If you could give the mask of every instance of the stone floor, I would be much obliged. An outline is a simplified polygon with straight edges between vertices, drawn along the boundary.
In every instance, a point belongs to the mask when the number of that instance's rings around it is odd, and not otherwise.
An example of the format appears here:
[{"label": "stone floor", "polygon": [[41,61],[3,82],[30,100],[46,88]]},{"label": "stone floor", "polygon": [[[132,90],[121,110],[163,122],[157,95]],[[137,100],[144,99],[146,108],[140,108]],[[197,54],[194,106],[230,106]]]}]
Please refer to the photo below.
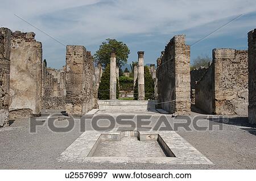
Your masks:
[{"label": "stone floor", "polygon": [[137,137],[126,137],[120,141],[101,142],[93,157],[144,158],[166,155],[156,141],[140,141]]}]

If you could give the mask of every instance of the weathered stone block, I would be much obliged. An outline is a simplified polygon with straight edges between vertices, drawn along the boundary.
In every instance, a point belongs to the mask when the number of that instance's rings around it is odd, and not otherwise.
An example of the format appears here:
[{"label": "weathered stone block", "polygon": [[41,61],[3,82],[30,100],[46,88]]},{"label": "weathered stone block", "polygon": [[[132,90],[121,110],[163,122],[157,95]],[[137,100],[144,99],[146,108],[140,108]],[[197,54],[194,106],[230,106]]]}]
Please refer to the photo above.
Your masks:
[{"label": "weathered stone block", "polygon": [[19,31],[11,34],[10,118],[40,113],[42,48],[35,35]]},{"label": "weathered stone block", "polygon": [[160,108],[171,113],[190,111],[190,46],[185,36],[175,36],[158,61],[158,93]]},{"label": "weathered stone block", "polygon": [[247,116],[247,52],[213,50],[213,62],[196,85],[196,106],[208,113]]},{"label": "weathered stone block", "polygon": [[249,123],[256,124],[256,29],[248,33]]},{"label": "weathered stone block", "polygon": [[90,52],[83,46],[68,45],[66,64],[66,111],[81,115],[92,110],[96,102]]}]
........
Prompt »
Repeat each entry precisely as it appears. Leave the pictures out.

Solution »
If you could give the mask of every instance of the stone floor, I would be much obliged. An outline is a simplified polygon with straight edges between vertices, drawn along the boundary.
In every instance, a point belongs to the mask when the number of that instance's rings around it is odd, and not otherwise.
An example of the format appears here:
[{"label": "stone floor", "polygon": [[41,61],[3,82],[30,100],[46,88]]},{"label": "stone floor", "polygon": [[[132,90],[121,110],[163,122],[157,95]],[[137,100],[144,99],[146,108],[140,108]],[[197,54],[194,106],[230,106]]]}]
Please refer to the photo below.
Your masks:
[{"label": "stone floor", "polygon": [[137,137],[126,137],[120,141],[101,142],[93,157],[144,158],[166,155],[156,141],[140,141]]}]

If you could give the mask of every instance of the weathered stone block, I would be much obliged. An outline is a simplified polygon with straight edges between vertices, drawn along the boundary.
In every instance, a point belongs to the mask when the number of that instance's rings around it is odd, and not otherwise.
An example of the format appears here:
[{"label": "weathered stone block", "polygon": [[41,61],[3,82],[30,100],[46,88]]},{"label": "weathered stone block", "polygon": [[[132,90],[121,110],[163,122],[157,95]],[[137,100],[144,99],[146,108],[140,108]],[[197,54],[194,106],[230,106]]]}]
Please refer to the photo above.
Your masks:
[{"label": "weathered stone block", "polygon": [[19,31],[11,34],[10,118],[40,113],[42,48],[35,35]]},{"label": "weathered stone block", "polygon": [[160,108],[171,113],[190,111],[190,46],[185,36],[175,36],[158,61],[158,93]]},{"label": "weathered stone block", "polygon": [[247,116],[247,52],[213,50],[213,62],[196,85],[196,106],[208,113]]},{"label": "weathered stone block", "polygon": [[249,123],[256,124],[256,29],[248,33]]},{"label": "weathered stone block", "polygon": [[90,52],[83,46],[68,45],[66,64],[66,111],[81,115],[92,110],[96,102]]}]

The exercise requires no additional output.